On le sait, chez l’Homme, le nombre de dents définitives est, en principe, limité à 32. Cependant, ce nombre peut génétiquement diminuer (c’est le cas pour 1% de la population) dans le cadre d’un phénomène appelé anodontie congénitale. L’anodontie se caractérise par l’absence de toutes les dents, tandis que l’absence de plus de 6 dents est appelée « oligodontie ». Ces conditions dites « agénésies dentaires » se manifestent dès le plus jeune âge et entravent la capacité à s’alimenter ou à parler correctement.

D’un autre côté, 1 % de la population dans le monde présente une condition congénitale inverse : l’hyperdontie, une affection entraînant un nombre de dents supérieur à la normale. D’après des chercheurs de l’Université de Kyoto et Fukui, ce phénomène serait dû à la croissance d’un troisième ensemble de dents, une capacité que la plupart d’entre nous auraient perdue au cours de l’évolution.

« L’idée de faire pousser de nouvelles dents est le rêve de tous les dentistes », souligne Katsu Takahashi, chercheur principal et directeur du département de dentisterie et de chirurgie buccale de l’hôpital de Kitano (à Osaka). Dans leur étude, Takahashi et ses collègues ont identifié une voie génétique prometteuse, spécifiquement impliquée dans le contrôle de notre développement dentaire et de la croissance de notre troisième sous-ensemble de dents.

Leur découverte leur a permis de développer un anticorps monoclonal ciblant spécifiquement le gène impliqué. Si la molécule est initialement destinée aux enfants de 2 à 6 ans souffrant d’anodontie congénitale, elle pourrait également être utilisée pour traiter la perte pathologique (caries avancées, érosion des alvéoles dentaires, …) ou traumatique de dents. « Dans tous les cas, nous espérons voir un moment où la médecine de la repousse des dents sera un troisième choix aux côtés des prothèses dentaires et des implants », explique Takahashi.

La croissance des dents individuelles dépend de l’interaction entre plusieurs molécules, notamment la BMP (Bone Morphogenic Proteine) et la voie de signalisation Wnt. Des études ont antérieurement démontré que la BMP contribuait à la formation de dents supplémentaires, tandis que la Wnt induit la formation de dents surnuméraires dans des conditions telles que l’hyperdontie.

Ensemble d'enregistrements =>
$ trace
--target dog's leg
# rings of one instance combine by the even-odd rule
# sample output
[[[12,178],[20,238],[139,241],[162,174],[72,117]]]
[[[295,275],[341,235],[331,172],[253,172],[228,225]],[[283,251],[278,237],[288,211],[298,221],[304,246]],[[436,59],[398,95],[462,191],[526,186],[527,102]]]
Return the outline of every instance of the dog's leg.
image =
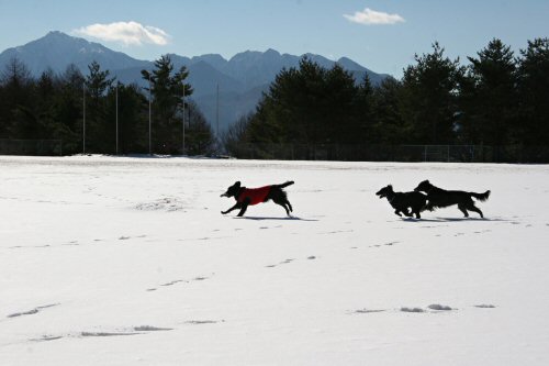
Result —
[[[282,206],[285,210],[285,214],[290,215],[290,211],[292,211],[292,206],[290,204],[290,202],[288,202],[288,199],[285,199],[284,197],[282,196],[274,196],[272,197],[272,202],[279,204],[279,206]]]
[[[474,206],[474,203],[468,204],[467,209],[470,210],[470,211],[474,211],[478,214],[480,214],[481,218],[484,218],[484,215],[482,214],[482,211],[477,206]]]
[[[226,211],[221,211],[221,213],[227,214],[228,212],[234,211],[234,210],[239,209],[239,208],[240,208],[240,202],[236,202],[235,206],[233,206],[231,209],[228,209]]]
[[[290,209],[290,212],[293,212],[292,204],[290,203],[289,200],[285,200],[285,204],[288,204],[288,208]]]
[[[459,203],[459,204],[458,204],[458,209],[459,209],[461,212],[463,212],[463,214],[466,215],[466,218],[469,218],[469,213],[467,212],[467,208],[466,208],[463,204]]]
[[[284,208],[284,210],[285,210],[285,214],[290,215],[290,210],[285,206],[285,202],[277,202],[277,201],[274,201],[274,203],[277,203],[278,206],[282,206]]]
[[[238,212],[237,217],[243,217],[244,215],[244,213],[248,209],[249,202],[250,202],[249,198],[245,199],[244,202],[242,202],[240,212]]]

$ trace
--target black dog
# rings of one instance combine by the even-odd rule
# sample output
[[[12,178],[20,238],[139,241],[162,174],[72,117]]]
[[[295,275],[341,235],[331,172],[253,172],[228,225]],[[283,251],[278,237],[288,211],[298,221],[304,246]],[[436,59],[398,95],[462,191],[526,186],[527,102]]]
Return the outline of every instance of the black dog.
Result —
[[[240,187],[240,182],[237,181],[233,186],[228,187],[225,193],[221,195],[221,197],[234,197],[236,204],[226,211],[221,211],[221,213],[225,214],[233,210],[240,209],[238,215],[242,217],[244,212],[246,212],[248,206],[272,200],[274,203],[282,206],[285,213],[290,215],[290,212],[293,211],[293,209],[290,201],[288,201],[285,192],[282,190],[282,188],[290,185],[293,185],[293,181],[287,181],[282,185],[265,186],[261,188],[246,188]]]
[[[445,190],[433,186],[428,180],[422,181],[414,190],[427,193],[427,200],[429,201],[426,207],[427,210],[433,211],[437,208],[457,204],[458,209],[463,212],[466,218],[469,217],[467,210],[478,212],[481,218],[484,218],[482,211],[474,206],[474,201],[471,197],[474,197],[481,202],[488,200],[490,197],[490,190],[486,190],[484,193],[466,192],[462,190]]]
[[[394,209],[394,213],[401,215],[401,212],[406,217],[412,217],[415,213],[416,219],[421,219],[422,215],[419,212],[425,210],[425,204],[427,203],[427,196],[419,192],[395,192],[393,190],[393,186],[389,185],[386,187],[381,188],[376,195],[379,198],[386,198],[389,203]],[[408,212],[408,208],[412,209],[412,212]]]

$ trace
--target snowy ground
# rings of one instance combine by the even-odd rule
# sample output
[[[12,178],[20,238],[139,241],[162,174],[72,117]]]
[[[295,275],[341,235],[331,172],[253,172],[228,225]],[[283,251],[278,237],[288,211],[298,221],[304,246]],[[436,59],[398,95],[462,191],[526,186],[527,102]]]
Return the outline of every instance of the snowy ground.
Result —
[[[424,179],[486,219],[374,196]],[[548,365],[548,208],[549,166],[0,157],[0,364]]]

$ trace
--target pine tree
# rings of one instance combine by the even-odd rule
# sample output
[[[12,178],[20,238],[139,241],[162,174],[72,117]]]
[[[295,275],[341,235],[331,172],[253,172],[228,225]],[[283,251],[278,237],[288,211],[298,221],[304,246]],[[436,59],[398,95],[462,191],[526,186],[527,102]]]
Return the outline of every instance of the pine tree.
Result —
[[[433,53],[415,55],[416,65],[404,69],[403,107],[406,123],[417,144],[450,144],[455,141],[457,97],[463,68],[435,42]]]

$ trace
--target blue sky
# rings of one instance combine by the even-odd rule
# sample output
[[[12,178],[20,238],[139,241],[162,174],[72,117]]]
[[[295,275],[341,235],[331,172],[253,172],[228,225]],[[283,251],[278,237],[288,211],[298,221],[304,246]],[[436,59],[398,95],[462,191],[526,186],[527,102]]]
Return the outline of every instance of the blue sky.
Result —
[[[141,59],[166,53],[225,58],[251,49],[347,56],[402,76],[438,41],[475,56],[493,37],[518,53],[549,36],[547,0],[0,0],[0,52],[61,31]]]

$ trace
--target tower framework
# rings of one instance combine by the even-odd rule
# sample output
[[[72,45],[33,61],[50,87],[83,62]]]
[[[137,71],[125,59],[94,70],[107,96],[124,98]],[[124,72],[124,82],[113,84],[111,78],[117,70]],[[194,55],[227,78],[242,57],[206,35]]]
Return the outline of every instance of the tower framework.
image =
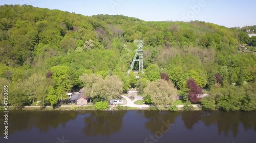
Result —
[[[135,40],[134,43],[138,47],[136,51],[135,55],[133,58],[133,62],[130,67],[130,71],[132,71],[134,66],[134,63],[136,61],[139,62],[139,71],[143,72],[143,41]],[[139,55],[139,59],[136,59]]]

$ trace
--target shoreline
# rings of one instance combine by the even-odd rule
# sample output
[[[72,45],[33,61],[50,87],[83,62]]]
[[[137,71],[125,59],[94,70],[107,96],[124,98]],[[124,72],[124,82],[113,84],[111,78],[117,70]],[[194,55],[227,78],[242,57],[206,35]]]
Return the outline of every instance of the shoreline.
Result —
[[[177,111],[182,111],[182,105],[177,105]],[[193,106],[195,109],[192,110],[202,110],[202,108],[199,106]],[[156,108],[153,108],[151,109],[151,107],[136,107],[121,106],[123,107],[121,109],[118,109],[117,106],[110,106],[112,107],[111,111],[118,111],[118,110],[157,110]],[[41,110],[41,111],[49,111],[49,110],[69,110],[69,111],[76,111],[76,110],[97,110],[95,108],[95,105],[87,105],[83,106],[80,105],[75,105],[72,106],[71,105],[62,105],[59,107],[53,107],[52,106],[24,106],[23,108],[16,108],[14,106],[9,106],[8,110]],[[166,108],[161,109],[162,111],[169,111],[169,108]],[[4,107],[0,106],[0,111],[4,111]]]

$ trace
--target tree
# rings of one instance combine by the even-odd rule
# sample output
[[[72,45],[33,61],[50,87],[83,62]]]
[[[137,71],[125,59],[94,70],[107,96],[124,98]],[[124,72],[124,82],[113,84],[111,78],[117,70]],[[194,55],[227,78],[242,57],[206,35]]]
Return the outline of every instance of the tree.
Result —
[[[161,78],[159,67],[155,64],[151,64],[147,67],[145,70],[145,74],[151,81],[155,81]]]
[[[106,110],[109,108],[109,102],[107,101],[101,101],[96,103],[95,108],[97,110]]]
[[[197,71],[189,70],[189,76],[195,80],[195,81],[199,87],[203,88],[207,83],[206,75],[201,70],[198,70]]]
[[[144,93],[150,96],[153,104],[157,106],[166,105],[173,103],[177,90],[172,82],[158,79],[148,83],[144,89]]]
[[[94,48],[94,45],[92,40],[90,39],[89,41],[84,42],[84,45],[83,46],[84,50],[87,51],[89,49],[93,49]]]
[[[181,67],[175,67],[168,71],[168,74],[172,81],[178,89],[181,89],[186,80],[186,75]]]
[[[166,74],[165,74],[164,73],[161,73],[161,79],[164,79],[166,81],[169,81],[169,76],[168,75],[167,75]]]
[[[214,73],[212,72],[208,72],[207,75],[207,85],[208,88],[210,89],[211,87],[217,83],[216,77]]]
[[[222,82],[222,77],[221,77],[221,76],[218,73],[215,74],[215,75],[216,78],[216,82],[218,83],[221,84]]]
[[[138,92],[140,94],[143,94],[144,89],[146,87],[147,83],[150,81],[145,78],[141,78],[137,81],[136,88],[138,88]]]
[[[131,71],[129,73],[129,83],[132,88],[134,88],[135,87],[136,78],[135,77],[135,74],[134,74],[132,71]]]
[[[248,44],[250,41],[250,37],[245,32],[240,32],[238,35],[238,37],[241,44]]]
[[[84,74],[79,77],[83,85],[83,89],[87,96],[91,96],[91,93],[93,88],[93,85],[95,83],[98,83],[103,80],[102,77],[100,75],[96,75],[94,74]]]
[[[212,97],[205,97],[200,100],[200,102],[203,105],[202,108],[204,110],[214,110],[216,109],[215,100]]]
[[[51,104],[51,105],[53,106],[58,103],[59,97],[55,92],[54,88],[50,87],[49,89],[48,94],[46,97],[46,100],[48,101]]]
[[[116,75],[108,76],[93,84],[91,93],[92,98],[101,98],[110,101],[120,97],[122,93],[123,83]]]
[[[188,97],[189,101],[194,103],[198,103],[201,99],[199,96],[203,94],[202,89],[197,84],[193,78],[189,78],[187,80],[187,86],[189,89]]]

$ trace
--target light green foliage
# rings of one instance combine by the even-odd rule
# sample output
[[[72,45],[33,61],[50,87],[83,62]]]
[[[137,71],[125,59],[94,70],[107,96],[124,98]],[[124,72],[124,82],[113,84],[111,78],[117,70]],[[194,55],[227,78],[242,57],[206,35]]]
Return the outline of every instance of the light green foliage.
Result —
[[[59,97],[58,97],[57,92],[55,91],[54,88],[53,87],[50,87],[49,88],[48,94],[46,100],[48,101],[52,106],[56,105],[58,102]]]
[[[83,45],[83,49],[87,51],[89,49],[93,49],[94,48],[94,45],[93,44],[93,41],[90,39],[88,41],[84,42],[84,45]]]
[[[182,110],[185,111],[194,110],[195,108],[189,101],[186,101],[184,103],[184,106],[182,108]]]
[[[190,70],[188,73],[189,76],[195,80],[199,87],[203,88],[205,86],[207,83],[206,75],[203,71],[199,69],[197,71]]]
[[[134,88],[135,87],[135,84],[136,83],[136,78],[135,77],[135,74],[133,72],[131,71],[129,73],[129,83],[131,85],[131,87]]]
[[[204,110],[215,110],[216,109],[215,100],[211,97],[206,96],[200,100],[203,105],[202,109]]]
[[[140,74],[143,79],[136,83],[141,93],[146,84],[144,79],[160,79],[163,68],[175,87],[186,93],[183,94],[186,99],[184,83],[189,73],[200,87],[207,83],[211,90],[214,76],[206,73],[212,70],[222,77],[222,87],[217,89],[234,83],[248,96],[242,103],[253,105],[249,101],[253,97],[247,95],[247,84],[243,81],[249,85],[255,81],[256,58],[237,52],[237,46],[255,45],[256,38],[248,38],[244,32],[254,28],[234,31],[203,21],[144,21],[122,15],[86,16],[26,5],[0,7],[0,76],[11,82],[12,105],[29,105],[34,97],[43,100],[49,95],[49,87],[54,91],[52,97],[47,97],[53,99],[53,104],[56,99],[67,98],[67,91],[83,87],[90,95],[92,85],[84,87],[79,78],[84,73],[103,78],[117,75],[123,83],[122,90],[127,90],[131,83],[127,71],[137,48],[133,41],[143,39],[145,74]],[[31,77],[34,74],[44,75],[49,71],[52,79],[46,82],[50,84],[40,84],[35,91],[35,86],[29,85],[35,83]]]
[[[149,82],[150,81],[145,78],[140,78],[137,81],[136,88],[138,89],[138,92],[140,94],[143,94],[143,90]]]
[[[170,107],[169,110],[171,111],[178,111],[178,108],[176,105],[173,105]]]
[[[106,110],[109,108],[109,102],[107,101],[99,101],[96,103],[95,108],[97,110]]]
[[[107,101],[118,99],[122,93],[123,83],[116,75],[108,76],[93,84],[91,97],[100,97]]]
[[[170,80],[173,81],[178,89],[184,87],[184,82],[186,81],[187,77],[182,68],[180,67],[175,67],[168,71]]]
[[[151,101],[151,97],[149,95],[146,95],[145,97],[145,99],[144,99],[144,102],[145,104],[151,105],[152,104],[152,102]]]
[[[224,111],[236,111],[240,109],[244,91],[241,88],[227,85],[217,92],[217,104]]]
[[[6,87],[7,86],[7,87]],[[9,89],[10,88],[10,81],[8,81],[7,79],[5,79],[5,78],[2,78],[2,77],[0,77],[0,87],[2,87],[1,89],[0,89],[0,94],[1,95],[1,96],[0,96],[0,105],[3,105],[4,104],[4,96],[6,95],[5,94],[4,94],[4,93],[5,93],[4,92],[4,87],[6,87],[7,88],[7,89]],[[6,90],[6,91],[8,91],[8,90]],[[8,93],[7,93],[7,95],[8,96]]]
[[[208,79],[207,79],[207,85],[209,89],[211,89],[211,87],[217,83],[216,77],[214,73],[210,71],[207,74]]]
[[[147,84],[144,89],[145,95],[150,96],[151,102],[157,105],[166,105],[172,104],[177,91],[170,82],[158,79]]]
[[[145,70],[145,74],[147,78],[151,81],[161,78],[159,67],[155,64],[151,64],[148,66]]]

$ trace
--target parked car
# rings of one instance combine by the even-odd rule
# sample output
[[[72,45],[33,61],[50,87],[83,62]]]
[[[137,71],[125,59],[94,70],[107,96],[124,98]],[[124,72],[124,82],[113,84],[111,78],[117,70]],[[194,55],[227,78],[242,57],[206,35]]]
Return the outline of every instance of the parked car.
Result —
[[[129,97],[130,99],[135,99],[135,97],[133,96],[131,96]]]

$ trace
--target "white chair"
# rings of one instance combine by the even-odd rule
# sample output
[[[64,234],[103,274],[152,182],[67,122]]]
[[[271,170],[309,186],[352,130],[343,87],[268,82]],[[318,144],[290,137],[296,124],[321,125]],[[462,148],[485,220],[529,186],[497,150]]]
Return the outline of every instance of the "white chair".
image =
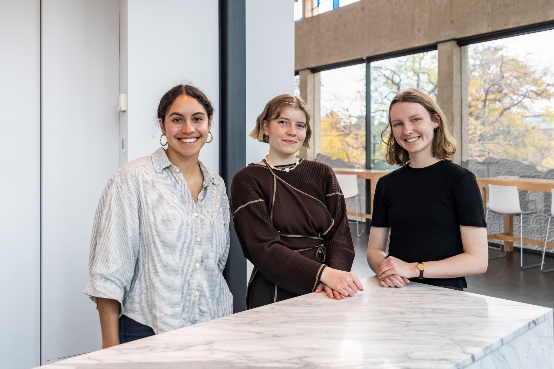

Actions demandées =>
a – Recopiez fidèlement le passage du texte sur la repousse des dents qui va de « D’un autre côté, 1 » jusqu'à « cours de l’évolution. ».
b – Prolongez le texte sur la repousse des dents en reprenant après sa dernière phrase.

Corrigé de l'exercice =>
a –
D’un autre côté, 1 % de la population dans le monde présente une condition congénitale inverse : l’hyperdontie, une affection entraînant un nombre de dents supérieur à la normale. D’après des chercheurs de l’Université de Kyoto et Fukui, ce phénomène serait dû à la croissance d’un troisième ensemble de dents, une capacité que la plupart d’entre nous auraient perdue au cours de l’évolution.

b –
Cependant, l’implication des deux voies de signalisation dans la détermination stricte du nombre de dents (32 dans notre cas) n’était pas claire. De plus, elles sont impliquées dans beaucoup d’autres processus biologiques, mis à part la croissance des dents, tels que le développement du squelette. Certains de ces processus sont modulés dès l’état embryonnaire. De ce fait, cibler directement leur activation comporte des risques non négligeables.

Pour pallier les risques éventuels, les chercheurs japonais ont alors ciblé l’USAG-1, une protéine bifonctionnelle antagoniste de la voie BMP et Wnt. Étant donné qu’elle inhibe la croissance dentaire en tant qu’antagoniste, sa désactivation par le biais d’un anticorps peut réactiver cette croissance. « L’ingénierie tissulaire conventionnelle n’est pas adaptée à la régénération dentaire. Notre étude montre que la thérapie moléculaire acellulaire est efficace pour un large éventail d’agénésies dentaires congénitales », indique Manabu Sugai de l’Université de Fukui, coauteur de l’étude.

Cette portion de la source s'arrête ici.